Exercise goal: Rescale the answer coordinates in the records by multiplying each by 2.45 and rounding to whole numbers, with halves rounded up. Reproduce every line starting with the line containing "Report the location of each instance of the light" and going on through the end of the records, keeping the requests and their sample coordinates unchanged and leaving the pictures out.

Records of labeled points:
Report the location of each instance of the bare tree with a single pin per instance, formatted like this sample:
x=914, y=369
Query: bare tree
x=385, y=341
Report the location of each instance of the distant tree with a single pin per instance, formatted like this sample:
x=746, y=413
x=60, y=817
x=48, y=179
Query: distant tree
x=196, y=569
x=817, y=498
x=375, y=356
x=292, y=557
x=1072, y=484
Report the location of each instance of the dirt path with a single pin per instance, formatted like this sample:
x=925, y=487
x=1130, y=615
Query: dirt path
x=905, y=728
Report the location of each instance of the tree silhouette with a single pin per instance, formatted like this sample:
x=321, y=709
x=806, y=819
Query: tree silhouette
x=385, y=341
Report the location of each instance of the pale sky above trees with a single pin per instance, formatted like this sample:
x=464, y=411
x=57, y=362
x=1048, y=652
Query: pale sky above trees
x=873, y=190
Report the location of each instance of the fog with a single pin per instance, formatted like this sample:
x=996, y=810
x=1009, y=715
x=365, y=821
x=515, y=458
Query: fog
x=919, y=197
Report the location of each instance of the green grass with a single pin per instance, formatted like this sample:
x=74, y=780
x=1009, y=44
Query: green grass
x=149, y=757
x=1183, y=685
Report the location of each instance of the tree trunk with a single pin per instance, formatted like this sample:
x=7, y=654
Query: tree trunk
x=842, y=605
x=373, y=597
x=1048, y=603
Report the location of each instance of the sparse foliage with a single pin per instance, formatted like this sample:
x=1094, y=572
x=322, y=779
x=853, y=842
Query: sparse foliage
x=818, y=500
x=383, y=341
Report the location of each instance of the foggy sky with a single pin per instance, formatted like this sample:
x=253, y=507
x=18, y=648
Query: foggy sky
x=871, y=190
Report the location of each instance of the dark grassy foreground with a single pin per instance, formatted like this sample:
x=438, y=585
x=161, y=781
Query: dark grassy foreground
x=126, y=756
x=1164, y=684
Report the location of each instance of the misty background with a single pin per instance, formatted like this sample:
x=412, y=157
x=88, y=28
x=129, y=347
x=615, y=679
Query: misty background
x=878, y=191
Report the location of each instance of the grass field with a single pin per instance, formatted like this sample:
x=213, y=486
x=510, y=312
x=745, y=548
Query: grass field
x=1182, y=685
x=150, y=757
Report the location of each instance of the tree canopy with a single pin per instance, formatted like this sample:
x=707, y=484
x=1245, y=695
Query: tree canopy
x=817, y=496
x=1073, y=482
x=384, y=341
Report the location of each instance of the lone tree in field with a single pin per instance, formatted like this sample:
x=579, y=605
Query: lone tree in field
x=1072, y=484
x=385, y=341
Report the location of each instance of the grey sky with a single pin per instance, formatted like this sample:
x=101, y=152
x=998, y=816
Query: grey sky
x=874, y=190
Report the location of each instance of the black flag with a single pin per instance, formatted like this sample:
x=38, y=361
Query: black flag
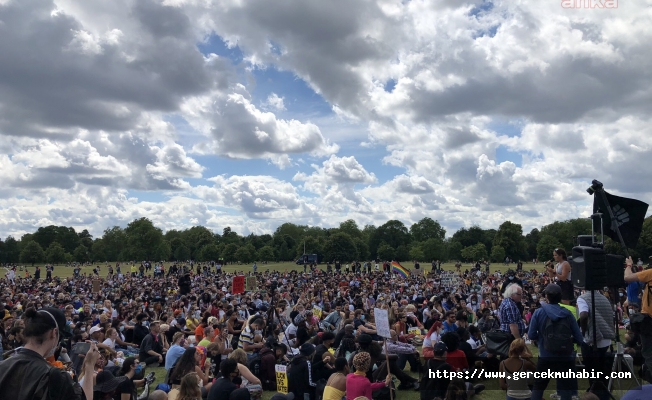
x=629, y=215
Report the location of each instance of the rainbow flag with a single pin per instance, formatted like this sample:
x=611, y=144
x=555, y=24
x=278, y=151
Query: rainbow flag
x=399, y=269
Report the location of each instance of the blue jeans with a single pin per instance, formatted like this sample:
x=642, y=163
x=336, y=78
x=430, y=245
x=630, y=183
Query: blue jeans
x=566, y=387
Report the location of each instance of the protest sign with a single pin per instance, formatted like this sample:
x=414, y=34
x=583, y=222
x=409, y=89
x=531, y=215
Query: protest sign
x=281, y=378
x=252, y=284
x=238, y=284
x=382, y=323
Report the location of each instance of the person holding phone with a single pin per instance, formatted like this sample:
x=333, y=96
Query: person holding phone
x=562, y=273
x=22, y=376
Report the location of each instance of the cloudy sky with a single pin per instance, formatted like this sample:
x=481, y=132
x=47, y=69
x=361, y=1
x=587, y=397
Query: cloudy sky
x=252, y=113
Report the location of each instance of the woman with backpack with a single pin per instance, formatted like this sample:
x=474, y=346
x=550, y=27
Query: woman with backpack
x=517, y=363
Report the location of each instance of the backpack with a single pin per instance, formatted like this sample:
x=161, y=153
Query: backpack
x=254, y=366
x=558, y=336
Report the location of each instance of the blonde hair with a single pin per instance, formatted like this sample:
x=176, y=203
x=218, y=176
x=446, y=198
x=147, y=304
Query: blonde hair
x=240, y=356
x=518, y=348
x=189, y=388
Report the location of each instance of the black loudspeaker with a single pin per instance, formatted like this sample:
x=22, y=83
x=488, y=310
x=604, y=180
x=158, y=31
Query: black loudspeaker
x=615, y=271
x=589, y=268
x=585, y=240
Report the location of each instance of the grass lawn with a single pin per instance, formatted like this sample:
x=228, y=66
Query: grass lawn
x=492, y=392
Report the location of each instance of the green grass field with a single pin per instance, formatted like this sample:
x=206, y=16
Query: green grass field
x=493, y=392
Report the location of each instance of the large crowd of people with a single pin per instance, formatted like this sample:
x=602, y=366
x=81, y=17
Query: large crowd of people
x=97, y=335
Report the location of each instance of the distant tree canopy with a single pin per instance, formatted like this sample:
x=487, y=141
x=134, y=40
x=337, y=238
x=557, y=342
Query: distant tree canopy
x=423, y=241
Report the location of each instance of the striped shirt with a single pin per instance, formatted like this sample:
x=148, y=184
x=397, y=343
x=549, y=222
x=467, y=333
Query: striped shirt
x=247, y=336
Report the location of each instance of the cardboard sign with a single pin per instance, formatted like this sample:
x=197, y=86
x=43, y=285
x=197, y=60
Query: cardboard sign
x=238, y=284
x=251, y=284
x=281, y=379
x=382, y=323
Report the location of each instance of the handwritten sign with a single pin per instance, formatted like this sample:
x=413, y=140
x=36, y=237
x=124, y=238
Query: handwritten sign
x=238, y=284
x=251, y=284
x=281, y=379
x=382, y=323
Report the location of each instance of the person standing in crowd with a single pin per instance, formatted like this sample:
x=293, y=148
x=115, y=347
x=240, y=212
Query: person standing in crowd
x=27, y=375
x=555, y=330
x=645, y=328
x=511, y=320
x=152, y=350
x=594, y=355
x=562, y=273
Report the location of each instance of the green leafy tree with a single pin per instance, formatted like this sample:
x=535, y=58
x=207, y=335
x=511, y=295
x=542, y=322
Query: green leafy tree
x=32, y=253
x=531, y=240
x=340, y=246
x=386, y=252
x=115, y=241
x=81, y=254
x=350, y=227
x=393, y=232
x=434, y=249
x=210, y=252
x=143, y=239
x=284, y=252
x=266, y=253
x=510, y=237
x=477, y=252
x=547, y=244
x=98, y=250
x=196, y=238
x=497, y=254
x=454, y=249
x=363, y=249
x=427, y=229
x=55, y=254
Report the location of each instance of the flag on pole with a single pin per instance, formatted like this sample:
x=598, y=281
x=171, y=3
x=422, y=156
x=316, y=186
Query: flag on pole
x=399, y=269
x=629, y=215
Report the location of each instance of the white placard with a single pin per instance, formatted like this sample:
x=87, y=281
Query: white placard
x=382, y=323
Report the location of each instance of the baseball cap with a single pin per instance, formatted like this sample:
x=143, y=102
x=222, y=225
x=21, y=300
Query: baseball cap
x=440, y=348
x=94, y=329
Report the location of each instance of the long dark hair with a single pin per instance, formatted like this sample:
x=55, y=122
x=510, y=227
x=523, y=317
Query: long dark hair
x=185, y=365
x=126, y=365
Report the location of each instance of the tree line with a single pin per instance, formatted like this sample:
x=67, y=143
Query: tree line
x=423, y=241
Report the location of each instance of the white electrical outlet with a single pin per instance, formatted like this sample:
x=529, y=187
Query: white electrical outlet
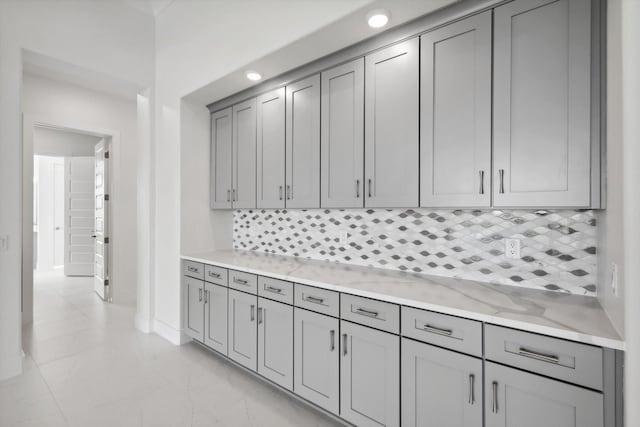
x=512, y=248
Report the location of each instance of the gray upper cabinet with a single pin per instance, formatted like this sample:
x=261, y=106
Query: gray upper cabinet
x=270, y=169
x=275, y=342
x=515, y=398
x=440, y=387
x=391, y=126
x=244, y=155
x=541, y=103
x=243, y=338
x=303, y=143
x=455, y=114
x=221, y=159
x=342, y=137
x=370, y=376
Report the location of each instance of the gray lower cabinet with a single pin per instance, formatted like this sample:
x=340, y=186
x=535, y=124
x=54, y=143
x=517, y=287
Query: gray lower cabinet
x=391, y=126
x=515, y=398
x=316, y=359
x=215, y=317
x=275, y=342
x=303, y=143
x=193, y=308
x=342, y=136
x=542, y=104
x=270, y=118
x=243, y=339
x=455, y=114
x=440, y=388
x=370, y=376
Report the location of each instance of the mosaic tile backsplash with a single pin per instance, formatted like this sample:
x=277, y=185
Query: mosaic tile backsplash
x=558, y=248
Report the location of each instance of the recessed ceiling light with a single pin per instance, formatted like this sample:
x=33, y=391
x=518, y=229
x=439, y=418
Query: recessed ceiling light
x=253, y=76
x=378, y=18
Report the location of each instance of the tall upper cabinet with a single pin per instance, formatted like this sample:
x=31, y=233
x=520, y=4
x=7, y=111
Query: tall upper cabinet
x=342, y=168
x=271, y=149
x=455, y=114
x=391, y=126
x=542, y=104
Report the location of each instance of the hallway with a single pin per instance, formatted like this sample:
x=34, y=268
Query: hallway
x=87, y=366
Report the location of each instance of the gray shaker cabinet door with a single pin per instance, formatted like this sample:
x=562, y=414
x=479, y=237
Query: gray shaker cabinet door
x=541, y=103
x=440, y=388
x=215, y=317
x=455, y=114
x=303, y=143
x=515, y=398
x=275, y=342
x=370, y=376
x=193, y=308
x=221, y=159
x=244, y=155
x=342, y=154
x=391, y=126
x=243, y=332
x=316, y=359
x=270, y=116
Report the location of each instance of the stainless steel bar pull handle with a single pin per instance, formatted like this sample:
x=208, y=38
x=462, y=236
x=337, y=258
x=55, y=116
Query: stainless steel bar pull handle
x=494, y=397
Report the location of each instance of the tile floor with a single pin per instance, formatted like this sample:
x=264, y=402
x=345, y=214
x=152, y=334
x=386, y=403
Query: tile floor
x=87, y=366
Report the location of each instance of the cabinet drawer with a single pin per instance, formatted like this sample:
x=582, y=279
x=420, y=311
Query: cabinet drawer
x=451, y=332
x=569, y=361
x=275, y=289
x=316, y=299
x=217, y=275
x=193, y=269
x=245, y=282
x=369, y=312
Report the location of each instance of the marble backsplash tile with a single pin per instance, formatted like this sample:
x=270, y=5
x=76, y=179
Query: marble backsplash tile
x=558, y=248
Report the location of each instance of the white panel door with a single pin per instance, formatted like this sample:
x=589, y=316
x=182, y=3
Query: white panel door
x=370, y=376
x=542, y=104
x=275, y=342
x=342, y=136
x=391, y=126
x=455, y=114
x=79, y=213
x=303, y=143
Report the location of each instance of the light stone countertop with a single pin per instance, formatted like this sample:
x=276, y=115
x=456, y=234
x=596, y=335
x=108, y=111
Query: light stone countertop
x=573, y=317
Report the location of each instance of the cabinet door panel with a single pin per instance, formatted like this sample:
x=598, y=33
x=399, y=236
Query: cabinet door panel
x=215, y=317
x=244, y=155
x=270, y=116
x=316, y=359
x=440, y=388
x=193, y=308
x=542, y=146
x=221, y=153
x=519, y=399
x=342, y=167
x=275, y=342
x=370, y=376
x=391, y=126
x=456, y=114
x=303, y=143
x=242, y=328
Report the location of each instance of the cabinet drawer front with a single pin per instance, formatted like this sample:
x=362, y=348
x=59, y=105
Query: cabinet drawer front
x=245, y=282
x=194, y=269
x=278, y=290
x=553, y=357
x=452, y=332
x=369, y=312
x=316, y=299
x=217, y=275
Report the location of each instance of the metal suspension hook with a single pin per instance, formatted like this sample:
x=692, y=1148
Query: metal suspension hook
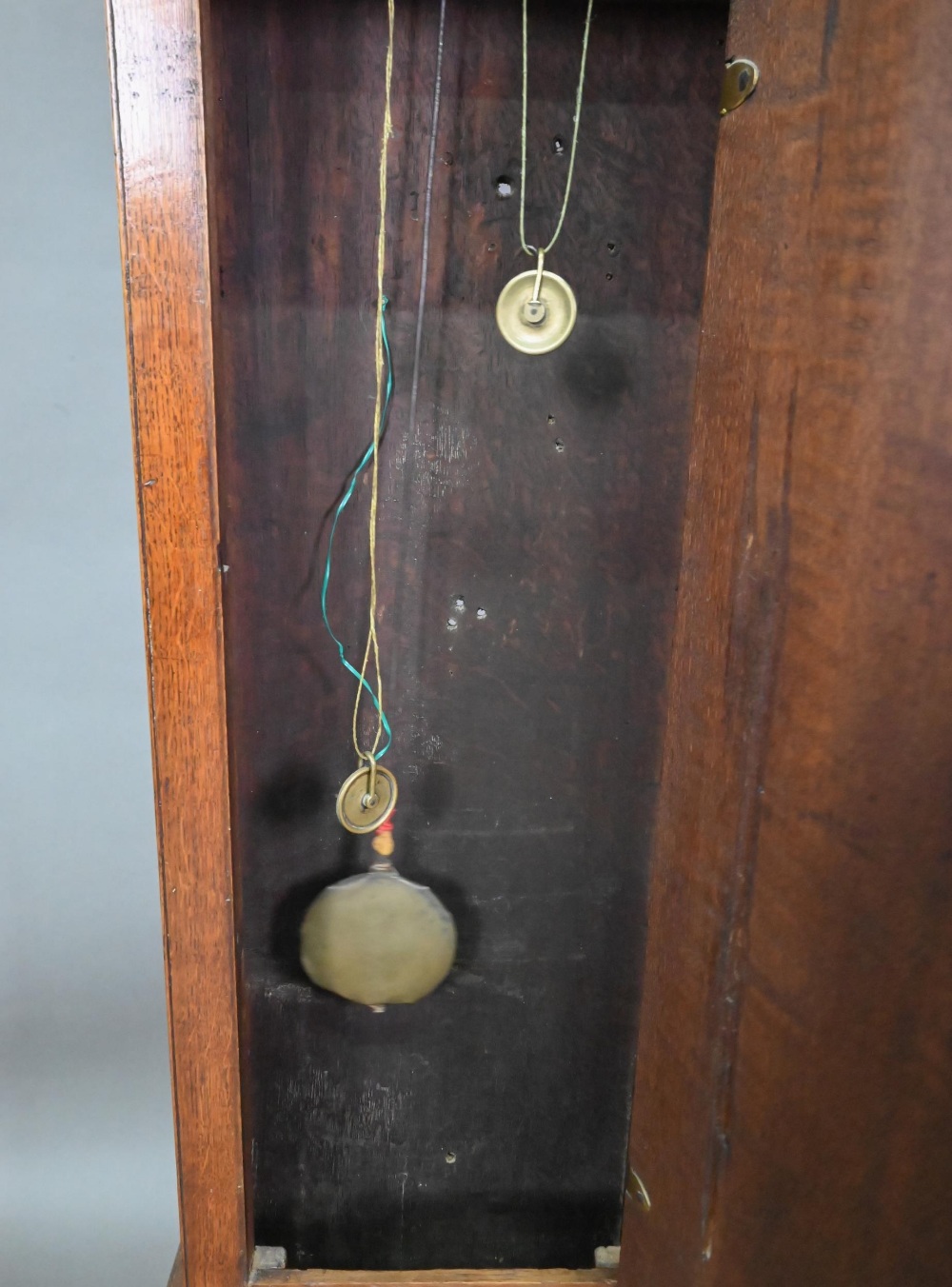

Right answer:
Report the location of each instance of the light stone countertop with a single pin per instance, formatted like this sample:
x=276, y=115
x=456, y=234
x=596, y=335
x=108, y=111
Query: light stone countertop
x=1404, y=777
Report the location of each instance of the cabinet door panel with a single pin per instance, formatted like this sample:
x=598, y=33
x=399, y=236
Query: cabinet door panel
x=527, y=777
x=598, y=380
x=662, y=284
x=774, y=880
x=1078, y=951
x=473, y=755
x=1328, y=358
x=541, y=375
x=1272, y=978
x=838, y=409
x=674, y=838
x=907, y=921
x=958, y=309
x=1117, y=279
x=742, y=350
x=593, y=804
Report the location of each instance of the cabinet drawer front with a single pin per instance, formatted like this sample:
x=362, y=348
x=59, y=105
Query: cabinet drawer front
x=600, y=691
x=475, y=659
x=681, y=711
x=1355, y=875
x=1107, y=813
x=904, y=764
x=774, y=733
x=532, y=674
Report the location of each instance of the metal suspension hook with a single pin per instance, formatted like this sample:
x=692, y=1148
Query: metal suspension hook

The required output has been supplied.